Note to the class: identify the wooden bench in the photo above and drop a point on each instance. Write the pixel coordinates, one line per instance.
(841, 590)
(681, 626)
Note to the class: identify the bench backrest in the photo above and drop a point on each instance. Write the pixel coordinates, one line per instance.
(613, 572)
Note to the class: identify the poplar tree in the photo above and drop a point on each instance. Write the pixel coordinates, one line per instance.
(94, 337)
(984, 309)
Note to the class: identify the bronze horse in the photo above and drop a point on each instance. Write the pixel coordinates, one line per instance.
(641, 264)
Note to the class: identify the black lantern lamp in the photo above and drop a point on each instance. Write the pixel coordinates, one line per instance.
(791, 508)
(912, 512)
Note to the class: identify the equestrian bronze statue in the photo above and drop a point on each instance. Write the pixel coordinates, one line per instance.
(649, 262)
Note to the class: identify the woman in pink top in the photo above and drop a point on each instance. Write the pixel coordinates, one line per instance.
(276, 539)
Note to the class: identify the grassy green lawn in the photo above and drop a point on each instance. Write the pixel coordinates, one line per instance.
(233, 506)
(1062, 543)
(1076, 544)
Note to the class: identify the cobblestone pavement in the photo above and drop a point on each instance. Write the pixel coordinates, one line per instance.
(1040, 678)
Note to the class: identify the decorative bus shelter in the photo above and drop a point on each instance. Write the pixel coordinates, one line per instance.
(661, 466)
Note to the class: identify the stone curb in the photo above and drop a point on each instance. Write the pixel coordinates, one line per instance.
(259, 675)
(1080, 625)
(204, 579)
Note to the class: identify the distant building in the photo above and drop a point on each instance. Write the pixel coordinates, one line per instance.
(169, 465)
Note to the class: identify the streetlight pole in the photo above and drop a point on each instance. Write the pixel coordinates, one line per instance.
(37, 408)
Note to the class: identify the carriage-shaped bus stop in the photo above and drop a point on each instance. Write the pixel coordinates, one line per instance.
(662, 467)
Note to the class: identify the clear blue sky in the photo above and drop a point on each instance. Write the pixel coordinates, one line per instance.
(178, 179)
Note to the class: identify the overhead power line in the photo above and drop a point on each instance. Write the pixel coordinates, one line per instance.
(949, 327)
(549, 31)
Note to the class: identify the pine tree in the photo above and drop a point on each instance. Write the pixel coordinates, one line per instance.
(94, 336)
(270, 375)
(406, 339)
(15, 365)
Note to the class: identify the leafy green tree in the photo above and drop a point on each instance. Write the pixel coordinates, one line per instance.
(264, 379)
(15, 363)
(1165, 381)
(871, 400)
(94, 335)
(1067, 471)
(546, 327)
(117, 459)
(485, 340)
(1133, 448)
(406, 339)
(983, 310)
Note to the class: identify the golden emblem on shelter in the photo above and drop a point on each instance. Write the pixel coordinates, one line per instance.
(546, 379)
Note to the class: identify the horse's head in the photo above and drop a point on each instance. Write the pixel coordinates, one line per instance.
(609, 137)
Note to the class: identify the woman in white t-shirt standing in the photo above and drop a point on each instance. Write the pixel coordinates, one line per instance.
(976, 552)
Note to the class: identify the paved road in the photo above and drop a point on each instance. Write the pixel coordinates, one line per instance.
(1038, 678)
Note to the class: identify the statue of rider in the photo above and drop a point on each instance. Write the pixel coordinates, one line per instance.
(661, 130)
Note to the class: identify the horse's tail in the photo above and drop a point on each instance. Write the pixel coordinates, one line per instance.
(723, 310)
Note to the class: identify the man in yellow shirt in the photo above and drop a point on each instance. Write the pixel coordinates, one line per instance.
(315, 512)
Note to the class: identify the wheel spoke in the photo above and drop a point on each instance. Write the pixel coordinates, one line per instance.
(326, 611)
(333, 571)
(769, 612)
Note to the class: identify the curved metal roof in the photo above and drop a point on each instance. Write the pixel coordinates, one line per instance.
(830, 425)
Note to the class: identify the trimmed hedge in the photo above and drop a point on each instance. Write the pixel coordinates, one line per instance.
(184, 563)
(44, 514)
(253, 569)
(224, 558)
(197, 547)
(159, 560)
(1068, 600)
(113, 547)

### SHORT EXERCISE
Write out the whole listing exactly.

### THE COMPLETED TASK
Note to the class: identify the wooden bench in the photo above and drop a point on each instance. Write the pixel coordinates, one line per instance.
(841, 590)
(681, 626)
Note to the class: identify the bench backrest in the photo above and drop a point on each instance. Write the pixel coordinates, one line per instance.
(613, 572)
Note to the class: identify the poplar tree in the photo above and drop a point on each instance. Write the pixel coordinates, one line per instance.
(94, 337)
(984, 309)
Note to the class: identify the bronze horse in the photo above and drop a point on each instance. Write the pixel coordinates, one line per instance.
(641, 264)
Note to the class: identify the black lantern lamp in the photo above and drop a point on each instance. Write the pixel coordinates, one line per instance.
(791, 508)
(912, 512)
Note to the class: identify the equestrian bronze statue in the photo above and drop a point on each instance. Write the pixel coordinates, one line per instance.
(649, 262)
Note to the class: identify the woman in pink top in the photo above and drop a point on each instance. Write the pixel coordinates, one line per instance.
(276, 539)
Note to the class: identify the grassy green lawn in the photo above and drop a point on each instance. Write the pixel coordinates, one line per instance.
(233, 506)
(1062, 543)
(1076, 544)
Note to the class: identify the cobblestone pavement in the photo above and drop a point on each instance. Write the pixel coordinates, one line per instance.
(1040, 678)
Note to the class: identify the decorative bus shelter in the photo above and drop a point on each instance. Write the pixel coordinates, one line per instance.
(661, 466)
Note to the class: identify the stone curb in the photo above and drop a point on each instance. Write the pixel coordinates, one line per instance.
(259, 675)
(1080, 625)
(204, 579)
Note to the class: identify the distant building in the photo above and drop a point on each instance. Write the pixel coordinates, one line per instance.
(169, 465)
Note to the class: identify the streetlight pole in the photo above and drop a point on each instance. Write the pixel coordinates, one line per instance.
(37, 408)
Note to the class: identify the carriage-shaped bus stop in the photo above and drop a point on each instance. Write the pixel coordinates, one line per instance.
(662, 467)
Note to the class: identify the clear blue sky in the photo above and drop a point on each instance. Write the pixel coordinates, one line per instance.
(178, 179)
Note to the class: identify the overhead power line in the photo above and drop a point on each instance. Write the pixel coordinates, one line per instance.
(949, 327)
(549, 31)
Note to the class: identify the pine tree in the photo above and drop a point on each instance. Write the pixel coordinates, one line per instance.
(94, 336)
(270, 375)
(406, 339)
(15, 365)
Note to the class: identify the leafy green tree in the photo above and drop a point on each instance. Write the pixel coordinates, one line per instance.
(264, 379)
(15, 363)
(1165, 381)
(871, 400)
(94, 335)
(1067, 471)
(546, 327)
(117, 459)
(485, 340)
(1133, 448)
(406, 339)
(983, 310)
Note to the class: identify the golden emblem on shelter in the photo above and drop a point on each instance. Write the pixel coordinates, one line per instance.
(546, 379)
Note to the class: identify the horse's head in the photo above and drop a point on each instance. Write the pixel coordinates, one line per instance.
(609, 137)
Note to the class: identify the woman in white t-shirt standing in the photo above and drop a point on each instance. Write the pixel coordinates, one line per instance.
(976, 552)
Note to the class: identify the paved road in the photo above and drop a point on each instance. Write the pixel coordinates, one line per instance.
(1038, 678)
Note to the class: identify the statue of rider in the photo above and drop a point on each instance. Write the pixel coordinates, one line per instance.
(661, 130)
Note to the class: identify the horse's tail in the photo above and drop a point on each instance. Write the pixel coordinates, one line per instance.
(723, 310)
Note to the class: identify the man in yellow shirt in the photo above and drop a point on each instance. Write the pixel coordinates, one line per instance.
(315, 512)
Note to the class: identify the wheel spoke in the photo above and drop a point on each instance. Write the pixel coordinates, one line per instance.
(326, 611)
(333, 571)
(769, 612)
Note to the class: identify the curved metal roof in the photo above and drop a point on each instance. Write the pixel coordinates, one line per instance.
(830, 425)
Note to the class: identify the trimmed hedge in the photo above and drop a point on each instance. Write the pixel coordinates, one line per instance.
(184, 563)
(44, 514)
(253, 569)
(224, 558)
(197, 547)
(159, 560)
(1068, 600)
(113, 547)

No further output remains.